— Begin Extracted records —

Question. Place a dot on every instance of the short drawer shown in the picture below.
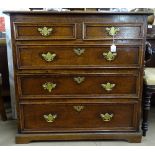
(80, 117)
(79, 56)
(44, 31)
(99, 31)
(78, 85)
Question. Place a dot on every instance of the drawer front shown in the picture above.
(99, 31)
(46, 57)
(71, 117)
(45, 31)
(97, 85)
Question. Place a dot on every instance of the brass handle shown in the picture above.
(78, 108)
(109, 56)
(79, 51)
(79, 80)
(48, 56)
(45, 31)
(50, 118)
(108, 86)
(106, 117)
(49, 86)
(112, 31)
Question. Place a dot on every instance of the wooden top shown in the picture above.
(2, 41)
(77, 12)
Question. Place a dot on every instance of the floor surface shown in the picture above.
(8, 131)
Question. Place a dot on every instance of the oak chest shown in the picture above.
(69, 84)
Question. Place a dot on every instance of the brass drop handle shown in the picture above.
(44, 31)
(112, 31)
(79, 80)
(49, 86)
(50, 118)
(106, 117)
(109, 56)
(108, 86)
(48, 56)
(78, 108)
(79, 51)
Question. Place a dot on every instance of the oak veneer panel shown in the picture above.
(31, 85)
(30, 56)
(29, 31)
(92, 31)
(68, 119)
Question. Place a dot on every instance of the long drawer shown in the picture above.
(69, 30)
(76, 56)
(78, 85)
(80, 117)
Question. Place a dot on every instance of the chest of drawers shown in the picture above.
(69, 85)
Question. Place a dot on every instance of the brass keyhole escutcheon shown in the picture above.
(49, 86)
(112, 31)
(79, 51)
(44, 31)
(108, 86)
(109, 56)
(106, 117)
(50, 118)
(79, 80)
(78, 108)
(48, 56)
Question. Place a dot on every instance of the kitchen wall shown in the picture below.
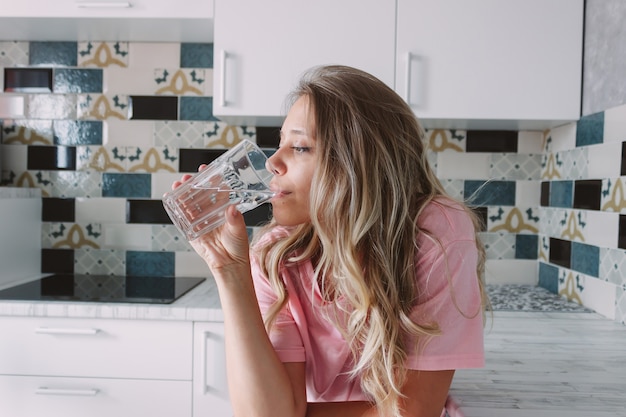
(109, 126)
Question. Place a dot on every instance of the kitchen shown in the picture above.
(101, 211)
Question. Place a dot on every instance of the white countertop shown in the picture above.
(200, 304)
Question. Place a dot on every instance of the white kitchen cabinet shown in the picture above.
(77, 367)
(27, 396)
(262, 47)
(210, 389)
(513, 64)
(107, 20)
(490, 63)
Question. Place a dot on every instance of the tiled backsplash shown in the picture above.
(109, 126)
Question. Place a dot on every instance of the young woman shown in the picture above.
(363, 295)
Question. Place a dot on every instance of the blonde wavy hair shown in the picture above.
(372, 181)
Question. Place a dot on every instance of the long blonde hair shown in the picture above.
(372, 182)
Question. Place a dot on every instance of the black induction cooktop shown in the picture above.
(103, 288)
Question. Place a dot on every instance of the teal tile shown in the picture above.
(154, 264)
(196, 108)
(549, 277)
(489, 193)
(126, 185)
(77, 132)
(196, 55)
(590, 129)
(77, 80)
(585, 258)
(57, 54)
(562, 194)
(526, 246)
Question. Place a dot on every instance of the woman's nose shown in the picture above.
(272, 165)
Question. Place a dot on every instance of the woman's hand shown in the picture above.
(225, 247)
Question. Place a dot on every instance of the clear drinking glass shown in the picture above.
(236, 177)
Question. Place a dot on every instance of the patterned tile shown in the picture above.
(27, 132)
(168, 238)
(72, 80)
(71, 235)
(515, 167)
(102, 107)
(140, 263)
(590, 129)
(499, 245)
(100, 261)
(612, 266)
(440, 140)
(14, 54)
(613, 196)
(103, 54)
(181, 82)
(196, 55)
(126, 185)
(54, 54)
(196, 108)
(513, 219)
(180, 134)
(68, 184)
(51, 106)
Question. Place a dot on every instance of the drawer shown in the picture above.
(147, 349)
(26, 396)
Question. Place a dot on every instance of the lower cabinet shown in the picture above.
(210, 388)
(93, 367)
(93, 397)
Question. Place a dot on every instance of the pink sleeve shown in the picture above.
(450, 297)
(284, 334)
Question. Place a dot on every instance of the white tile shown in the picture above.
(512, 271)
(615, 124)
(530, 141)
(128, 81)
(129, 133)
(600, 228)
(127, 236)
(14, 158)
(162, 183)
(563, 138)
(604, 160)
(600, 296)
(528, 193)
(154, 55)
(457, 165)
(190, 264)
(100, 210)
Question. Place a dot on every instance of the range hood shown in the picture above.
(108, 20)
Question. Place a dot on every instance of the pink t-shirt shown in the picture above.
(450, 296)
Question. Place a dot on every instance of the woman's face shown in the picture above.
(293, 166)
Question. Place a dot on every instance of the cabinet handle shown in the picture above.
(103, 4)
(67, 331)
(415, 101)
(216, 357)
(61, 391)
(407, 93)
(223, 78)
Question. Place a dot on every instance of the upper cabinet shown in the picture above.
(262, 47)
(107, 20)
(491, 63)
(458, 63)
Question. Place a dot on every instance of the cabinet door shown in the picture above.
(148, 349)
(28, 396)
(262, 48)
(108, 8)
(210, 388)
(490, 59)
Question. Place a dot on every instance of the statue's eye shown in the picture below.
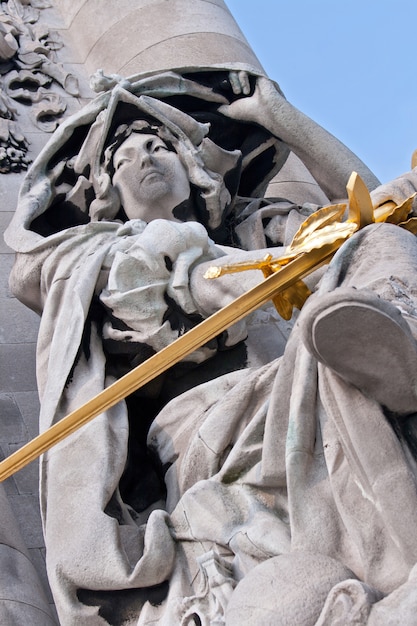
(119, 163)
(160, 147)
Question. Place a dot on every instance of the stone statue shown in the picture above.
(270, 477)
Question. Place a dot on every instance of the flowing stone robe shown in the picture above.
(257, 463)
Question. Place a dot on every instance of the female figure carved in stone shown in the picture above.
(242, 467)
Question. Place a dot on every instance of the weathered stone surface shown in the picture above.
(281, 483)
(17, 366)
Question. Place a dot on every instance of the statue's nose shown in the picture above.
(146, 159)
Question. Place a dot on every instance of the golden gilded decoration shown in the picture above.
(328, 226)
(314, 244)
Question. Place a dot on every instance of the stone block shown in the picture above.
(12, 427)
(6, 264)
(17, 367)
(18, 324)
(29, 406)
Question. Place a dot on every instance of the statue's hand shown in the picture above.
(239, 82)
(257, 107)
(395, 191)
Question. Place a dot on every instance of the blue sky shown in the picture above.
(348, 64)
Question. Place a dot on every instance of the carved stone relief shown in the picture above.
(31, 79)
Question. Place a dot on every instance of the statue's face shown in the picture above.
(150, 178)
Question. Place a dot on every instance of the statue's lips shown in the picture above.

— End Extracted records —

Directions for this task: Rewrite all of the items above as a Markdown table with the columns "Row" and "Line", one row per line, numbered in order. Skip blank lines and leave the pictures out.

Written response:
| Row | Line |
|---|---|
| 1 | Question. Place a dot on every instance of the short drawer shown in the picture below. |
| 2 | (80, 117) |
| 3 | (79, 56) |
| 4 | (44, 31) |
| 5 | (99, 31) |
| 6 | (78, 85) |
| 7 | Question. Place a dot on every instance of the drawer front shown in the picture above. |
| 8 | (99, 31) |
| 9 | (46, 57) |
| 10 | (71, 117) |
| 11 | (45, 31) |
| 12 | (97, 85) |
| 13 | Question. Place a dot on every instance of the brass handle shown in the picture above. |
| 14 | (78, 108) |
| 15 | (109, 56) |
| 16 | (79, 51) |
| 17 | (79, 80) |
| 18 | (48, 56) |
| 19 | (45, 31) |
| 20 | (50, 118) |
| 21 | (108, 86) |
| 22 | (106, 117) |
| 23 | (49, 86) |
| 24 | (112, 31) |
| 25 | Question. Place a dot on every instance of the wooden top shown in the picture above. |
| 26 | (2, 41) |
| 27 | (77, 12) |
| 28 | Question. Place a dot on every instance of the floor surface shown in the picture above. |
| 29 | (8, 131) |
| 30 | Question. Place a dot on every instance of the oak chest shown in the picture above. |
| 31 | (69, 84) |
| 32 | Question. Place a dot on every instance of the brass drop handle shown in the picture above. |
| 33 | (44, 31) |
| 34 | (112, 31) |
| 35 | (79, 80) |
| 36 | (49, 86) |
| 37 | (50, 118) |
| 38 | (106, 117) |
| 39 | (109, 56) |
| 40 | (108, 86) |
| 41 | (48, 56) |
| 42 | (78, 108) |
| 43 | (79, 51) |
| 44 | Question. Place a dot on every instance of the oak veneer panel shown in the picture above. |
| 45 | (31, 85) |
| 46 | (30, 56) |
| 47 | (29, 31) |
| 48 | (92, 31) |
| 49 | (68, 119) |
| 50 | Question. Place a dot on every instance of the long drawer shown in the picture above. |
| 51 | (69, 30) |
| 52 | (76, 56) |
| 53 | (78, 85) |
| 54 | (80, 117) |
| 55 | Question. Place a dot on every instance of the chest of drawers shown in the picture above. |
| 56 | (69, 85) |
| 57 | Question. Place a dot on every instance of the brass keyhole escutcheon shown in the picture above. |
| 58 | (49, 86) |
| 59 | (112, 31) |
| 60 | (79, 51) |
| 61 | (44, 31) |
| 62 | (108, 86) |
| 63 | (109, 56) |
| 64 | (106, 117) |
| 65 | (50, 118) |
| 66 | (79, 80) |
| 67 | (78, 108) |
| 68 | (48, 56) |
| 69 | Question. Place a dot on every instance of the kitchen wall shown in the picture below. |
| 70 | (109, 126) |
| 71 | Question. Place a dot on every instance of the kitchen shown in the picture above. |
| 72 | (101, 211) |
| 73 | Question. Place a dot on every instance of the white countertop shown in the picture above. |
| 74 | (200, 304) |
| 75 | Question. Place a dot on every instance of the white kitchen cabinet shown in the picture above. |
| 76 | (77, 367) |
| 77 | (27, 396) |
| 78 | (262, 47) |
| 79 | (210, 389) |
| 80 | (513, 64) |
| 81 | (107, 20) |
| 82 | (490, 63) |
| 83 | Question. Place a dot on every instance of the tiled backsplash shown in the picture above. |
| 84 | (109, 126) |
| 85 | Question. Place a dot on every instance of the young woman shown in the picture above. |
| 86 | (363, 295) |
| 87 | Question. Place a dot on every instance of the blonde wavy hair shown in the picture above. |
| 88 | (372, 181) |
| 89 | Question. Place a dot on every instance of the long blonde hair shown in the picture above. |
| 90 | (372, 182) |
| 91 | Question. Place a dot on every instance of the black induction cooktop shown in the picture above. |
| 92 | (103, 288) |
| 93 | Question. Place a dot on every instance of the teal tile shown in the picture above. |
| 94 | (154, 264) |
| 95 | (196, 108) |
| 96 | (549, 277) |
| 97 | (489, 193) |
| 98 | (126, 185) |
| 99 | (77, 132) |
| 100 | (196, 55) |
| 101 | (590, 129) |
| 102 | (77, 80) |
| 103 | (585, 258) |
| 104 | (57, 54) |
| 105 | (562, 194) |
| 106 | (526, 246) |
| 107 | Question. Place a dot on every instance of the woman's nose shown in the picture above. |
| 108 | (272, 165) |
| 109 | Question. Place a dot on every instance of the woman's hand shown in the picture above. |
| 110 | (225, 247) |
| 111 | Question. Place a dot on every instance of the clear drinking glass shown in the picture above. |
| 112 | (236, 177) |
| 113 | Question. Place a dot on every instance of the patterned tile shown in the picture above. |
| 114 | (27, 132) |
| 115 | (168, 238) |
| 116 | (72, 80) |
| 117 | (71, 235) |
| 118 | (515, 167) |
| 119 | (102, 107) |
| 120 | (140, 263) |
| 121 | (590, 129) |
| 122 | (499, 245) |
| 123 | (100, 261) |
| 124 | (612, 266) |
| 125 | (440, 140) |
| 126 | (14, 54) |
| 127 | (613, 196) |
| 128 | (103, 54) |
| 129 | (181, 82) |
| 130 | (196, 55) |
| 131 | (126, 185) |
| 132 | (54, 54) |
| 133 | (196, 108) |
| 134 | (513, 219) |
| 135 | (180, 134) |
| 136 | (68, 184) |
| 137 | (51, 106) |
| 138 | Question. Place a dot on every instance of the drawer shown in the picture above. |
| 139 | (147, 349) |
| 140 | (26, 396) |
| 141 | Question. Place a dot on every instance of the lower cabinet shown in the picture above. |
| 142 | (210, 388) |
| 143 | (93, 367) |
| 144 | (93, 397) |
| 145 | Question. Place a dot on every instance of the pink sleeve shown in the picture above. |
| 146 | (450, 297) |
| 147 | (284, 334) |
| 148 | Question. Place a dot on every instance of the white tile shown in the picture above. |
| 149 | (512, 271) |
| 150 | (615, 124) |
| 151 | (530, 141) |
| 152 | (128, 81) |
| 153 | (129, 133) |
| 154 | (600, 228) |
| 155 | (127, 236) |
| 156 | (14, 158) |
| 157 | (162, 183) |
| 158 | (563, 138) |
| 159 | (604, 160) |
| 160 | (600, 296) |
| 161 | (528, 193) |
| 162 | (154, 55) |
| 163 | (457, 165) |
| 164 | (190, 264) |
| 165 | (100, 210) |
| 166 | Question. Place a dot on every instance of the range hood shown in the picture above. |
| 167 | (108, 20) |
| 168 | Question. Place a dot on every instance of the pink t-shirt shown in the picture above. |
| 169 | (450, 296) |
| 170 | Question. Place a dot on every instance of the woman's face shown in the picture above. |
| 171 | (293, 166) |
| 172 | Question. Place a dot on every instance of the cabinet handle shown in the picture above. |
| 173 | (103, 4) |
| 174 | (67, 331) |
| 175 | (415, 101) |
| 176 | (216, 357) |
| 177 | (61, 391) |
| 178 | (407, 93) |
| 179 | (223, 78) |
| 180 | Question. Place a dot on every instance of the upper cabinet shown in the picture above. |
| 181 | (262, 47) |
| 182 | (107, 20) |
| 183 | (491, 63) |
| 184 | (458, 63) |
| 185 | Question. Place a dot on every instance of the cabinet door shown in the picture above. |
| 186 | (148, 349) |
| 187 | (28, 396) |
| 188 | (262, 48) |
| 189 | (108, 8) |
| 190 | (210, 388) |
| 191 | (490, 59) |
| 192 | Question. Place a dot on every instance of the statue's eye shown in the picture below. |
| 193 | (119, 163) |
| 194 | (160, 147) |
| 195 | Question. Place a dot on every instance of the stone statue shown in the picture above. |
| 196 | (270, 477) |
| 197 | Question. Place a dot on every instance of the flowing stone robe shown in the picture above. |
| 198 | (257, 463) |
| 199 | Question. Place a dot on every instance of the female figure carved in stone shown in the picture above. |
| 200 | (242, 467) |
| 201 | Question. Place a dot on every instance of the weathered stone surface shown in the picture above. |
| 202 | (281, 483) |
| 203 | (17, 366) |
| 204 | Question. Place a dot on every instance of the statue's nose shown in the picture above. |
| 205 | (146, 159) |
| 206 | Question. Place a dot on every instance of the golden gilded decoration shown in the picture above. |
| 207 | (328, 226) |
| 208 | (314, 244) |
| 209 | Question. Place a dot on every instance of the stone block shown in the picture above. |
| 210 | (12, 427) |
| 211 | (6, 264) |
| 212 | (17, 367) |
| 213 | (18, 324) |
| 214 | (29, 406) |
| 215 | Question. Place a dot on every instance of the statue's hand shown in the picture above. |
| 216 | (239, 82) |
| 217 | (257, 107) |
| 218 | (395, 191) |
| 219 | Question. Place a dot on every instance of the blue sky shown in the picture above. |
| 220 | (348, 64) |
| 221 | Question. Place a dot on every instance of the carved stone relief shown in the picture above. |
| 222 | (31, 79) |
| 223 | Question. Place a dot on every instance of the statue's face shown in the picture above. |
| 224 | (150, 178) |
| 225 | Question. Place a dot on every instance of the statue's lips shown in the picture above. |